Problem to work on
Starting from the first line, set down the entire listing exactly.
═════ Dataset records
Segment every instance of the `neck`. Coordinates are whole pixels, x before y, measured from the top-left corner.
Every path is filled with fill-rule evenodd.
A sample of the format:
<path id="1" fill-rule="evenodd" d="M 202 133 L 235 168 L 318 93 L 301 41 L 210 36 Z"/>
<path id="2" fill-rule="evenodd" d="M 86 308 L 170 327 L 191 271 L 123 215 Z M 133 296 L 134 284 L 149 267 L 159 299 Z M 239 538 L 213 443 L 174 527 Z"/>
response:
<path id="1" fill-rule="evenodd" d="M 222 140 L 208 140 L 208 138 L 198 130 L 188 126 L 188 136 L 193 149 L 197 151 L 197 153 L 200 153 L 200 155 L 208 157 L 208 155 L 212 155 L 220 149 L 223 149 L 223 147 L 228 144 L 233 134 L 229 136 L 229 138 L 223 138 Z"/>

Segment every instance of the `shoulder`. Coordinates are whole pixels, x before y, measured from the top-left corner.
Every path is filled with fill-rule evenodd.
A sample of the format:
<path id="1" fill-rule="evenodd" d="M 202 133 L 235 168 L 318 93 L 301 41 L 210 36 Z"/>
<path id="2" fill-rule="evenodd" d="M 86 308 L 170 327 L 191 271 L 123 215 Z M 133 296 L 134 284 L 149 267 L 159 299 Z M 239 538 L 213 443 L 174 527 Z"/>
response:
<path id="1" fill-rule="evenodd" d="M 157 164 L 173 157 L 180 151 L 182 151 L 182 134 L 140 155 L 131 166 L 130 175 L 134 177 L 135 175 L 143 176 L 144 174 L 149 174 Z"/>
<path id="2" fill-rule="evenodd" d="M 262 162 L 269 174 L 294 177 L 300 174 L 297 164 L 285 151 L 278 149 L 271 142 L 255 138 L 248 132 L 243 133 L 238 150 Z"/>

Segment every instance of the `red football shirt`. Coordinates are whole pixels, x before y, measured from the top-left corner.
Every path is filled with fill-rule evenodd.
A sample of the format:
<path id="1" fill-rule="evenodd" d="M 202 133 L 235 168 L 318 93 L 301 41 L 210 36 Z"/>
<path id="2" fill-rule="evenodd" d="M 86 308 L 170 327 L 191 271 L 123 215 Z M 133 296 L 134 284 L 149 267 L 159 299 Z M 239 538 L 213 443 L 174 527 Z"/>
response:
══════════
Solution to this task
Segment every instance of the `neck`. Coordinates are whole pixels, x before y, measured from the top-left corner.
Every path is filled with fill-rule evenodd.
A sample of the format:
<path id="1" fill-rule="evenodd" d="M 202 133 L 235 168 L 318 93 L 301 41 L 210 36 Z"/>
<path id="2" fill-rule="evenodd" d="M 86 308 L 170 327 L 191 271 L 123 215 Z M 133 296 L 134 284 L 149 267 L 159 299 Z M 239 538 L 213 443 L 174 527 Z"/>
response:
<path id="1" fill-rule="evenodd" d="M 222 140 L 208 140 L 208 138 L 198 130 L 188 126 L 188 136 L 193 149 L 197 151 L 197 153 L 200 153 L 200 155 L 208 157 L 208 155 L 212 155 L 220 149 L 223 149 L 223 147 L 228 144 L 233 134 L 229 136 L 229 138 L 223 138 Z"/>

Segment every instance of the `shoulder`. Coordinates are whole pixels, x before y, measured from the top-left corner.
Every path is filled with fill-rule evenodd.
A sample of the format:
<path id="1" fill-rule="evenodd" d="M 202 133 L 235 168 L 318 93 L 301 41 L 210 36 Z"/>
<path id="2" fill-rule="evenodd" d="M 86 308 L 170 327 L 191 271 L 123 215 Z M 133 296 L 134 284 L 149 267 L 159 299 Z M 239 538 L 213 443 L 174 527 Z"/>
response:
<path id="1" fill-rule="evenodd" d="M 157 164 L 173 157 L 180 151 L 182 151 L 182 134 L 140 155 L 131 166 L 130 175 L 134 177 L 135 175 L 143 176 L 144 174 L 149 174 Z"/>
<path id="2" fill-rule="evenodd" d="M 262 162 L 269 174 L 294 177 L 300 174 L 297 164 L 285 151 L 278 149 L 271 142 L 255 138 L 248 132 L 243 133 L 238 150 Z"/>

Segment every instance of the `red football shirt`. Coordinates are whole pixels, x before y, measured from the top-left corner.
Every path is filled with fill-rule evenodd.
A sample of the format:
<path id="1" fill-rule="evenodd" d="M 202 133 L 235 168 L 318 93 L 301 41 L 210 36 Z"/>
<path id="2" fill-rule="evenodd" d="M 86 308 L 170 327 L 191 271 L 123 215 Z M 133 296 L 134 284 L 149 267 L 159 299 Z M 239 538 L 213 443 L 174 527 Z"/>
response:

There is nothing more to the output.